- [EXERCISE REQUIREMENTS]:
Write out the material below again, unchanged.

- [PROVIDED RECORDS]:
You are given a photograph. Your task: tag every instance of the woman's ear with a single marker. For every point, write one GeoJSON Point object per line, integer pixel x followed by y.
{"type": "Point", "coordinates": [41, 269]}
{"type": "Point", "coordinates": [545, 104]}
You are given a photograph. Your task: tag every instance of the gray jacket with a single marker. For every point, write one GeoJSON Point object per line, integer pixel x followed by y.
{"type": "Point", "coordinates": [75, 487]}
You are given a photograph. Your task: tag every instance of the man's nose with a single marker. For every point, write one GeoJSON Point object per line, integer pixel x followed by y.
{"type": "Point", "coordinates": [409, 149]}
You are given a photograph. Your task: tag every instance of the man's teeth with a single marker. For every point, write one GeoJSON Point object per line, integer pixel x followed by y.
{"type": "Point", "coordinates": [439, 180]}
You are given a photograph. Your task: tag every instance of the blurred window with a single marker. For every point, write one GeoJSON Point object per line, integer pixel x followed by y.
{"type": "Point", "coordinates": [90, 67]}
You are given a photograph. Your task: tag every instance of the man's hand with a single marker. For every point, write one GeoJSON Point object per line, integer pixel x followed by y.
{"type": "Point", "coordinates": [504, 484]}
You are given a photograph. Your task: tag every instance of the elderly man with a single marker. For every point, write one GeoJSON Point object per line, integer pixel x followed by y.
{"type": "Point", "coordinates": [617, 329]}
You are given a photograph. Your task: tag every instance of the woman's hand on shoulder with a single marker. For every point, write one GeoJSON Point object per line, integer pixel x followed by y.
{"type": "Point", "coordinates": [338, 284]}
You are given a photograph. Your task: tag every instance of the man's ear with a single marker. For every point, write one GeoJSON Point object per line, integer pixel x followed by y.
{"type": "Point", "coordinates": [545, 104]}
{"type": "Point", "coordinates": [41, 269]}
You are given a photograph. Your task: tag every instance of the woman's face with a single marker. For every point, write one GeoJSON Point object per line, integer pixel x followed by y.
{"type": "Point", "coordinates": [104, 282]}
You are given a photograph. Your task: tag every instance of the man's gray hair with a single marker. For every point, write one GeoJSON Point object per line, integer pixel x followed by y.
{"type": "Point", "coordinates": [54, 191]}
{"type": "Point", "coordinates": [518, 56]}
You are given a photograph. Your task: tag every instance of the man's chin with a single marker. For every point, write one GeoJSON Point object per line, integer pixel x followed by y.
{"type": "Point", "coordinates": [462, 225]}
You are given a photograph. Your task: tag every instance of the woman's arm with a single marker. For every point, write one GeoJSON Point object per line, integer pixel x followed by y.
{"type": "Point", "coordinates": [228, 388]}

- [TASK SOLUTION]:
You are given a photograph. Your task: tag every instance of the woman's ear with a single marker. For every point, write one GeoJSON Point object per line, integer pixel x followed by y.
{"type": "Point", "coordinates": [41, 269]}
{"type": "Point", "coordinates": [545, 104]}
You are given a photograph. Your task: tag every instance of the gray jacket with a single marker. For every point, write one GeoJSON Point object per line, integer pixel x followed by y.
{"type": "Point", "coordinates": [75, 487]}
You are given a photograph. Your task: tag every instance of the man's nose with a single marker. For every point, write one GeoJSON Point object per line, integer pixel x followed by y.
{"type": "Point", "coordinates": [409, 149]}
You are given a photograph. Your task: tag every instance of the man's teeth with a single marker. For every point, write one GeoJSON Point object per line, integer pixel x followed by y.
{"type": "Point", "coordinates": [439, 180]}
You are given a photograph. Your task: tag every instance of the blurred window with a single marker. For every point, write one GeoJSON Point object per line, integer pixel x followed by y.
{"type": "Point", "coordinates": [90, 67]}
You are given a photograph. Your task: tag every instance of the man's hand with a single marker. For every point, write one GeoJSON Point object per line, integer pixel x followed by y.
{"type": "Point", "coordinates": [504, 484]}
You are given a photograph. Your task: tag every instance of the elderly man with a single marker. For every point, write one GeoJSON Point object per line, integer pixel x followed by y.
{"type": "Point", "coordinates": [617, 329]}
You are given a photograph. Your task: tag every instance of the woman's hand on shoulder with a single marker. For every point, write one GeoJSON Point object per line, integer pixel x followed by y.
{"type": "Point", "coordinates": [338, 284]}
You are given a photograph. Your task: tag every instance of the man's ear with a single marker. For every point, write one GeoJSON Point object per line, integer pixel x followed by y.
{"type": "Point", "coordinates": [545, 104]}
{"type": "Point", "coordinates": [41, 269]}
You are given a photograph. Your task: tag every instance of the woman's face with a single marker. For every point, write one GeoJSON Point object per line, integer pixel x followed by y.
{"type": "Point", "coordinates": [104, 282]}
You are given a photograph. Your task: tag every instance of the man's gray hair with a single marker. For every point, write one GeoJSON Point object per line, integer pixel x followed by y.
{"type": "Point", "coordinates": [54, 191]}
{"type": "Point", "coordinates": [518, 56]}
You are given a photograph. Your task: tag every instance of the man's chin with a single marker. For every point, write one GeoJSON Point object per line, integer pixel x followed by y.
{"type": "Point", "coordinates": [462, 225]}
You are given a photograph. Your task: tag every instance of the woman's arm with a single marker. For every point, write one GeoJSON Point object per line, integer pixel x followed by y.
{"type": "Point", "coordinates": [228, 388]}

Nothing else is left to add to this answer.